[Pointing records]
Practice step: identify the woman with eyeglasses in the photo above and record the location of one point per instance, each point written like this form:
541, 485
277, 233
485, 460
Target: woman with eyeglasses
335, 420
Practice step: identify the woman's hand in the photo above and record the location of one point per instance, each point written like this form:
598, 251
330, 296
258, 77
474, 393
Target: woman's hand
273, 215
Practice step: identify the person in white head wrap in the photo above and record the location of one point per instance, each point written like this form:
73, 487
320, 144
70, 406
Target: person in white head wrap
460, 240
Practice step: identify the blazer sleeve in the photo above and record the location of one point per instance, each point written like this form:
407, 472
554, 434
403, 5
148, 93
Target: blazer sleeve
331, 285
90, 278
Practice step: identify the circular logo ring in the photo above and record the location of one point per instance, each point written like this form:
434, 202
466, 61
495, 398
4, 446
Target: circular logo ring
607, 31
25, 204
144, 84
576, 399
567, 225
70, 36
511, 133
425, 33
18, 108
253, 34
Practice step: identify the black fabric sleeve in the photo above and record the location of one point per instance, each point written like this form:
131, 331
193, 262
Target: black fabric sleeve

__What the exercise asks__: Print every entry exactly as it appears.

__Solution to this task__:
Practice step: identify the woman with eyeglasses in the photo above and record the location of one point per instance, each point written like this form:
541, 485
277, 233
485, 460
Target: woman with eyeglasses
335, 420
Practice step: identify the woman's hand in the photo above and record the location of one point per instance, each point written like this form:
598, 251
330, 296
258, 77
474, 393
Target: woman's hand
273, 215
Practice step: identify the person in white head wrap in the photo above and record the location of one point per instance, each point written like this form:
73, 487
320, 144
70, 406
Target: person in white head wrap
460, 240
Practice step: identify the blazer sleeve in the photo above and record the location of one point per instance, each point written like this form:
407, 472
554, 434
403, 5
148, 93
Target: blazer sleeve
331, 285
90, 278
Practice step: identify the circular logo ring in the photo above and record the location of one point per instance, each point written like this form:
434, 202
466, 61
495, 398
4, 446
Target: circular logo ring
607, 31
25, 204
144, 84
576, 399
567, 225
70, 36
511, 133
425, 33
18, 108
253, 34
Practice step: identify the black fabric sleeve in the photo above and record the location of one point per instance, each point written like this form:
131, 331
193, 262
Target: black fabric sleeve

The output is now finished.